• **Kutipan Bacaan**:
--
Pada penelitian ini kami menggunakan pengedalian dengan menggunakan mulsa dan mulsa yang kami gunakan adalah batang dan daun pisang. Melihat banyaknyak batang dan daun pisang yang tidak dimanfaatkan dan pengalihan fungsi biasaya batang pisang digunakan sebagia makanan ternak maka hadirlah penelitian ini agar dapat kita ketahui bahwa apakan batang pisang ini dapat digunakan dan bermanfaat bagi tanaman pada saat digunakan sebagai mulsa.

Mulsa daun dan batang pisang ini memiliki manfaat sebagai berikut : 1) mudah didapatkan, 2) bersifat organic, 3) memiliki dual fungsi 4) tidak mengeluarkan biaya, 5) dalam ukuran 1 X 3 m hanya menggunakan mulsa 1/6 karung 5o kg, 6) tidak membutuhkan tenagga kerja yang banayak 7) dan bertahan lama.

1.2. Tujuan penelitian
1.      Mengetahui tingkat pengruh dari mulsa daun dan batang pisang (efektifitas)
--
(Data masker segmentasi)

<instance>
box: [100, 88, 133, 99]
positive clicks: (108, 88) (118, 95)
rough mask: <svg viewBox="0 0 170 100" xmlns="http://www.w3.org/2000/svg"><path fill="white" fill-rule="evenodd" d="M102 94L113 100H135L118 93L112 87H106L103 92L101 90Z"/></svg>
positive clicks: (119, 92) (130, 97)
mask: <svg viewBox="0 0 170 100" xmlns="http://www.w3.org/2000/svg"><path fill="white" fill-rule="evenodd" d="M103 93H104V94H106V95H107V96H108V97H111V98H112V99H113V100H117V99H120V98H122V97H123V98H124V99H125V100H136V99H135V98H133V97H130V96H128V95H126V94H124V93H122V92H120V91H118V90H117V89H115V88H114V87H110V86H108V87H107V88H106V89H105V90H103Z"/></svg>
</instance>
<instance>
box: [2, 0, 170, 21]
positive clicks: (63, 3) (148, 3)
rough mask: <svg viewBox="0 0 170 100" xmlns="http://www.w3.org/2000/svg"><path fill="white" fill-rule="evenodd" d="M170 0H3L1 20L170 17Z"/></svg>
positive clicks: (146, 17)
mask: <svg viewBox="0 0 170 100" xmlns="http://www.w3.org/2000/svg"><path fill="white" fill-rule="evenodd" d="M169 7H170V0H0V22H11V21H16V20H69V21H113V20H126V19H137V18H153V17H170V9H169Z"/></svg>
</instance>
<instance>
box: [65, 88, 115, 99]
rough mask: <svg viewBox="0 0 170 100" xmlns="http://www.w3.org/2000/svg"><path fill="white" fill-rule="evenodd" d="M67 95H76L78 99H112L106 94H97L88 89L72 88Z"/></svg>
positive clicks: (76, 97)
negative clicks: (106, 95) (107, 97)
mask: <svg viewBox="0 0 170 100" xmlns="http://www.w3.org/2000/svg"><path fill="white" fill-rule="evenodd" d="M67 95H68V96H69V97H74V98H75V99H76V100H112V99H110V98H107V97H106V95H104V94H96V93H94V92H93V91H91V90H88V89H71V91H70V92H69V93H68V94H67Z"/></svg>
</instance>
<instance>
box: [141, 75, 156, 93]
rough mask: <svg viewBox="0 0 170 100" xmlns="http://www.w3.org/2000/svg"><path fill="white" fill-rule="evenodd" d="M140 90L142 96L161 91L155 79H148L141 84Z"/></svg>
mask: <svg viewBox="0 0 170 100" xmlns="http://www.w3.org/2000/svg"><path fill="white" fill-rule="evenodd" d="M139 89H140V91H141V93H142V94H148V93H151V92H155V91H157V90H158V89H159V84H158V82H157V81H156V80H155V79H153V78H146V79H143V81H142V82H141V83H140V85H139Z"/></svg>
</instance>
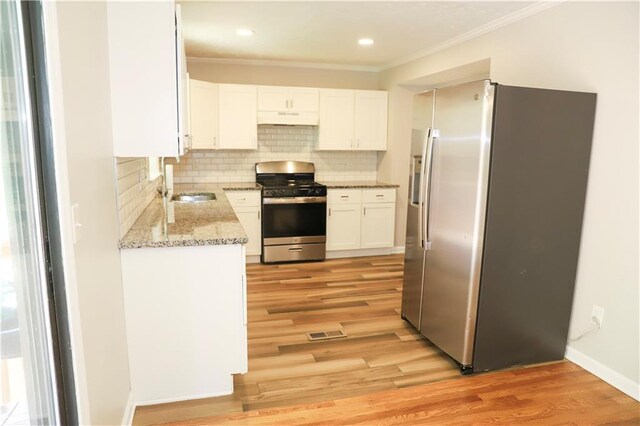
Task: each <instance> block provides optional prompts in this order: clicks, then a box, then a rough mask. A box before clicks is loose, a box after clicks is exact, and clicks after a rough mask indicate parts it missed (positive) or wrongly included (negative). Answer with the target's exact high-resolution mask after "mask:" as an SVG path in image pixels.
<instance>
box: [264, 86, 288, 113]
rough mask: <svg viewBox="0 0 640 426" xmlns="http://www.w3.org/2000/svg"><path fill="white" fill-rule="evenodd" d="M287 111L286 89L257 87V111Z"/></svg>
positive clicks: (279, 88)
mask: <svg viewBox="0 0 640 426" xmlns="http://www.w3.org/2000/svg"><path fill="white" fill-rule="evenodd" d="M287 109H289V89H288V88H287V87H276V86H260V87H258V110H259V111H285V110H287Z"/></svg>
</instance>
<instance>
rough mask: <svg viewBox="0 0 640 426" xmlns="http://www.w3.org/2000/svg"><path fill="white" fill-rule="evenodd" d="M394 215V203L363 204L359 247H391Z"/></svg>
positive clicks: (392, 236) (368, 203)
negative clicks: (360, 235)
mask: <svg viewBox="0 0 640 426" xmlns="http://www.w3.org/2000/svg"><path fill="white" fill-rule="evenodd" d="M395 216H396V205H395V203H367V204H363V205H362V237H361V239H360V247H361V248H381V247H393V231H394V227H395Z"/></svg>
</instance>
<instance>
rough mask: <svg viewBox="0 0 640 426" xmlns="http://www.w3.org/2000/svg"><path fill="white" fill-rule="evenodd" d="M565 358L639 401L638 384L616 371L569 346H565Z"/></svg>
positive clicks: (630, 396)
mask: <svg viewBox="0 0 640 426" xmlns="http://www.w3.org/2000/svg"><path fill="white" fill-rule="evenodd" d="M565 358H566V359H568V360H569V361H571V362H573V363H574V364H577V365H579V366H580V367H582V368H584V369H585V370H587V371H588V372H590V373H591V374H593V375H594V376H598V377H599V378H601V379H602V380H604V381H605V382H607V383H609V384H610V385H611V386H613V387H614V388H616V389H619V390H620V391H622V392H624V393H626V394H627V395H629V396H630V397H631V398H633V399H635V400H636V401H640V383H635V382H634V381H633V380H631V379H629V378H628V377H625V376H623V375H622V374H620V373H618V372H617V371H614V370H612V369H611V368H609V367H607V366H606V365H604V364H602V363H600V362H598V361H596V360H595V359H593V358H591V357H590V356H587V355H585V354H584V353H582V352H580V351H579V350H577V349H575V348H572V347H570V346H567V351H566V353H565Z"/></svg>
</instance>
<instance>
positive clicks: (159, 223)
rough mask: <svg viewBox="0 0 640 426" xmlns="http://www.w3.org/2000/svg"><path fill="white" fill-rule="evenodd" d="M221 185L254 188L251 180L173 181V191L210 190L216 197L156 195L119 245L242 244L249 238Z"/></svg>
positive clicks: (131, 227) (230, 187)
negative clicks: (165, 197)
mask: <svg viewBox="0 0 640 426" xmlns="http://www.w3.org/2000/svg"><path fill="white" fill-rule="evenodd" d="M223 187H224V188H227V187H229V189H233V190H240V189H247V190H250V189H253V190H257V189H258V188H256V186H255V184H253V187H252V186H251V184H248V185H247V184H243V185H235V186H234V185H228V184H225V185H208V186H207V187H206V188H205V187H199V186H198V187H194V186H189V185H176V190H175V192H174V193H176V194H177V193H181V192H204V191H206V192H213V193H214V194H216V198H217V199H216V200H214V201H205V202H199V203H178V202H172V201H165V200H163V199H162V197H160V196H159V195H158V196H157V197H156V198H154V199H153V201H151V203H150V204H149V205H148V206H147V208H146V209H145V210H144V211H143V212H142V214H141V215H140V217H139V218H138V220H137V221H136V222H135V223H134V224H133V226H132V227H131V229H130V230H129V232H127V234H126V235H125V236H124V238H122V240H120V248H123V249H133V248H145V247H187V246H204V245H225V244H246V243H247V242H248V241H249V240H248V238H247V235H246V234H245V232H244V229H243V228H242V225H241V224H240V222H239V221H238V218H237V217H236V215H235V213H234V212H233V209H232V208H231V204H229V200H228V199H227V197H226V196H225V195H224V189H223Z"/></svg>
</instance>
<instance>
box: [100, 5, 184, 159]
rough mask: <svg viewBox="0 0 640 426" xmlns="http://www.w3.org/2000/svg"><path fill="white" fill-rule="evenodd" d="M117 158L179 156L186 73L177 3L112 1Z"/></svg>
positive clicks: (110, 75) (111, 102) (110, 54)
mask: <svg viewBox="0 0 640 426" xmlns="http://www.w3.org/2000/svg"><path fill="white" fill-rule="evenodd" d="M107 13H108V21H107V25H108V33H109V35H108V37H109V71H110V79H111V116H112V122H113V125H112V127H113V141H114V155H115V156H118V157H177V156H179V155H181V153H182V152H183V150H184V144H185V140H184V139H185V134H184V133H182V134H180V132H184V130H185V126H184V125H182V124H179V123H180V122H181V121H184V118H183V117H184V116H185V115H184V114H185V111H184V110H183V108H184V103H183V104H181V102H182V100H183V97H182V93H179V91H180V90H182V89H183V84H182V83H181V84H178V83H179V82H180V81H183V76H184V73H185V72H186V69H183V64H184V62H183V61H184V59H183V58H182V57H181V56H178V55H183V52H182V41H181V40H179V38H178V37H177V31H178V30H179V28H176V7H175V5H174V3H173V2H108V3H107Z"/></svg>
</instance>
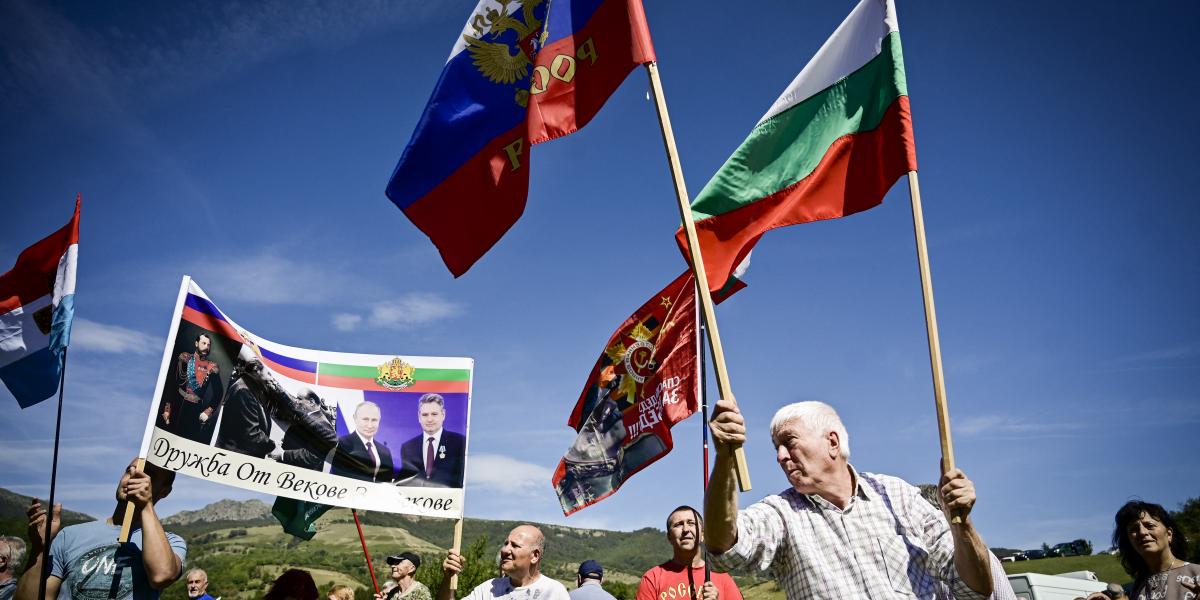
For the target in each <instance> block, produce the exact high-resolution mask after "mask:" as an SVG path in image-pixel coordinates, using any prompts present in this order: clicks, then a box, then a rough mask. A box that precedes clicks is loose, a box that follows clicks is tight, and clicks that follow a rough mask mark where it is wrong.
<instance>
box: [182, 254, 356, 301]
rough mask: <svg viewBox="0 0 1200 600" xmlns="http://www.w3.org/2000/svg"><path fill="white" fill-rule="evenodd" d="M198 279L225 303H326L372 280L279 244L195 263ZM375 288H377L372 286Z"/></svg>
mask: <svg viewBox="0 0 1200 600" xmlns="http://www.w3.org/2000/svg"><path fill="white" fill-rule="evenodd" d="M191 266H192V268H191V272H192V275H193V278H194V280H196V282H197V283H198V284H199V286H200V287H202V288H203V289H204V290H205V292H206V293H209V294H212V296H214V298H212V300H214V301H215V302H216V304H217V306H221V304H222V302H228V301H239V302H253V304H268V305H322V304H326V302H331V301H334V300H336V298H337V296H336V294H341V293H344V292H346V290H355V293H362V290H365V289H371V284H370V283H367V282H362V281H359V280H358V278H355V277H354V276H352V275H348V274H347V272H346V271H344V270H341V269H337V268H334V266H326V265H324V264H318V263H314V262H301V260H295V259H293V258H288V257H286V256H282V251H280V250H276V248H264V250H262V251H259V252H258V253H256V254H250V256H242V257H233V258H229V257H222V258H217V259H211V260H206V262H204V263H202V264H196V265H191ZM372 292H374V290H372Z"/></svg>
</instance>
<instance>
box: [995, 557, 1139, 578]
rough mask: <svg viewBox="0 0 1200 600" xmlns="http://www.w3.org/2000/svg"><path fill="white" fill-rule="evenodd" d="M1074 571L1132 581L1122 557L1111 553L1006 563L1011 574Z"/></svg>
mask: <svg viewBox="0 0 1200 600" xmlns="http://www.w3.org/2000/svg"><path fill="white" fill-rule="evenodd" d="M1072 571H1092V572H1094V574H1096V578H1098V580H1100V581H1104V582H1114V581H1115V582H1117V583H1121V584H1126V583H1130V582H1132V580H1130V578H1129V575H1128V574H1126V572H1124V569H1122V568H1121V559H1120V558H1118V557H1114V556H1109V554H1096V556H1091V557H1058V558H1039V559H1037V560H1021V562H1018V563H1004V572H1007V574H1009V575H1013V574H1018V572H1040V574H1044V575H1061V574H1064V572H1072Z"/></svg>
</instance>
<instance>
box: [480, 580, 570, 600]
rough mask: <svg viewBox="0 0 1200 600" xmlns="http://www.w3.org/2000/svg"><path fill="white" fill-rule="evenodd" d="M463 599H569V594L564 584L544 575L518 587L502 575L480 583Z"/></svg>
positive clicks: (489, 599)
mask: <svg viewBox="0 0 1200 600" xmlns="http://www.w3.org/2000/svg"><path fill="white" fill-rule="evenodd" d="M463 600H571V595H570V593H568V592H566V586H563V584H562V583H559V582H558V581H557V580H552V578H550V577H546V576H545V575H539V576H538V578H536V580H534V582H533V583H530V584H528V586H524V587H520V588H518V587H516V586H514V584H512V581H511V580H509V578H508V576H504V577H497V578H494V580H488V581H485V582H484V583H480V584H479V587H476V588H475V589H473V590H470V594H468V595H467V598H464V599H463Z"/></svg>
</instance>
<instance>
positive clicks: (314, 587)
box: [263, 569, 317, 600]
mask: <svg viewBox="0 0 1200 600" xmlns="http://www.w3.org/2000/svg"><path fill="white" fill-rule="evenodd" d="M263 599H264V600H317V582H316V581H312V575H310V574H308V571H305V570H301V569H288V570H286V571H283V575H280V578H277V580H275V583H271V589H270V590H268V592H266V595H265V596H263Z"/></svg>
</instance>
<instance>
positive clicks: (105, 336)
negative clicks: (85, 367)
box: [71, 318, 163, 355]
mask: <svg viewBox="0 0 1200 600" xmlns="http://www.w3.org/2000/svg"><path fill="white" fill-rule="evenodd" d="M162 347H163V340H162V338H161V337H155V336H151V335H146V334H143V332H140V331H137V330H133V329H127V328H122V326H120V325H106V324H103V323H96V322H95V320H88V319H83V318H76V319H74V323H73V324H72V325H71V349H72V350H82V352H97V353H106V354H139V355H151V354H160V353H162Z"/></svg>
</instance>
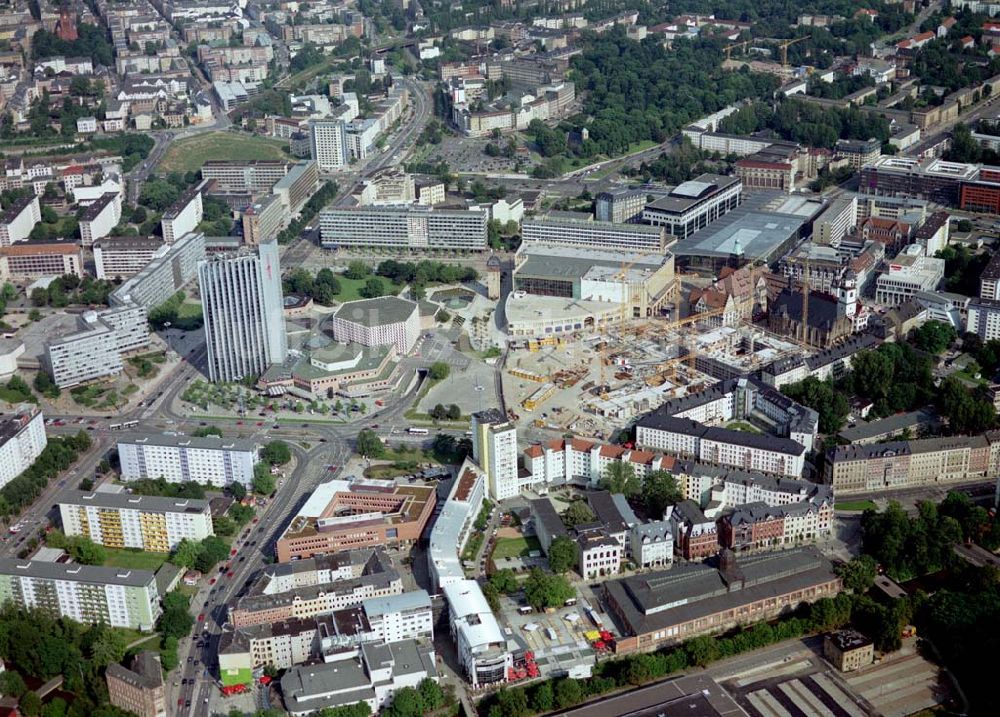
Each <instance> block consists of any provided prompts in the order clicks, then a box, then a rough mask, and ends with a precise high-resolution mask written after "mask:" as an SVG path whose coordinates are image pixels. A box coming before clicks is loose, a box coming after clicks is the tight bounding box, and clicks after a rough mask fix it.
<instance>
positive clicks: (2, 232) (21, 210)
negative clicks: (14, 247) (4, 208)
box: [0, 194, 42, 246]
mask: <svg viewBox="0 0 1000 717" xmlns="http://www.w3.org/2000/svg"><path fill="white" fill-rule="evenodd" d="M40 221H42V209H41V205H40V204H39V203H38V196H37V195H34V194H32V195H30V196H27V197H21V198H20V199H15V200H14V202H13V203H12V204H11V205H10V206H9V207H7V210H6V211H4V212H3V214H2V215H0V246H10V245H11V244H14V243H15V242H19V241H25V240H26V239H27V238H28V236H29V235H30V234H31V230H32V229H34V228H35V225H36V224H38V222H40Z"/></svg>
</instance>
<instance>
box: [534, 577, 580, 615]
mask: <svg viewBox="0 0 1000 717" xmlns="http://www.w3.org/2000/svg"><path fill="white" fill-rule="evenodd" d="M575 594H576V592H575V591H574V590H573V586H572V585H570V584H569V582H567V580H566V578H564V577H562V576H561V575H550V574H548V573H544V572H542V571H541V570H539V569H538V568H533V569H532V571H531V574H530V575H529V576H528V579H527V580H526V581H525V583H524V598H525V600H527V602H528V604H529V605H531V606H532V607H533V608H535V609H536V610H544V609H545V608H547V607H559V606H561V605H562V604H563V603H565V602H566V601H567V600H569V599H570V598H571V597H573V596H574V595H575Z"/></svg>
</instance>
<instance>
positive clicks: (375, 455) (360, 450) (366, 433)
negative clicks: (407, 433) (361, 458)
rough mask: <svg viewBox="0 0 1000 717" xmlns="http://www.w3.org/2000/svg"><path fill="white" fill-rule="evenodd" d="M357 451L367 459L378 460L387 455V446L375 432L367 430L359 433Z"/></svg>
mask: <svg viewBox="0 0 1000 717" xmlns="http://www.w3.org/2000/svg"><path fill="white" fill-rule="evenodd" d="M356 450H357V451H358V453H360V454H361V455H362V456H364V457H365V458H378V457H379V456H381V455H382V454H383V453H385V445H384V444H383V443H382V439H381V438H379V437H378V434H377V433H375V431H373V430H371V429H370V428H365V429H363V430H361V431H360V432H358V438H357V445H356Z"/></svg>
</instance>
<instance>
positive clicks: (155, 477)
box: [118, 433, 260, 488]
mask: <svg viewBox="0 0 1000 717" xmlns="http://www.w3.org/2000/svg"><path fill="white" fill-rule="evenodd" d="M259 448H260V447H259V446H258V445H257V444H256V443H254V442H253V441H250V440H244V439H227V440H223V439H221V438H219V437H218V436H205V437H203V438H195V437H193V436H180V435H177V436H168V435H157V434H146V433H126V434H123V435H121V436H119V438H118V460H119V462H120V463H121V479H122V481H124V482H126V483H127V482H128V481H131V480H139V479H142V478H163V479H164V480H166V481H167V482H168V483H186V482H188V481H194V482H196V483H208V484H210V485H213V486H216V487H219V488H224V487H225V486H227V485H229V484H230V483H241V484H242V485H244V486H247V487H249V486H250V484H251V483H253V469H254V466H255V465H257V463H258V461H259V460H260V458H259V456H258V453H259Z"/></svg>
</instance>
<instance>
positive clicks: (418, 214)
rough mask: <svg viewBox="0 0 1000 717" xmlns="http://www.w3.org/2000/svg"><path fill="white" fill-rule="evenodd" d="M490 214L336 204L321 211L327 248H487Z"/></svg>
mask: <svg viewBox="0 0 1000 717" xmlns="http://www.w3.org/2000/svg"><path fill="white" fill-rule="evenodd" d="M488 219H489V213H488V212H486V211H483V210H466V209H434V208H433V207H426V206H420V205H411V206H406V207H381V206H380V207H334V208H332V209H327V210H325V211H323V212H320V221H319V225H320V237H321V240H322V243H323V246H324V247H327V248H336V247H339V246H363V247H378V246H382V247H393V248H409V249H449V250H450V249H467V250H470V251H485V249H486V228H487V224H488Z"/></svg>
--
• **Petunjuk Latihan**:
Jawab pertanyaan berikut berdasarkan kutipan tentang mulsa pisang:
1. Bagian tanaman pisang apa yang digunakan sebagai mulsa dalam penelitian ini?
2. Untuk apa batang pisang biasanya digunakan?
3. Berapa banyak manfaat mulsa daun dan batang pisang yang dicantumkan?

• **Jawaban Latihan**:
1. Batang dan daun pisang.
2. Sebagai makanan ternak.
3. Tujuh manfaat.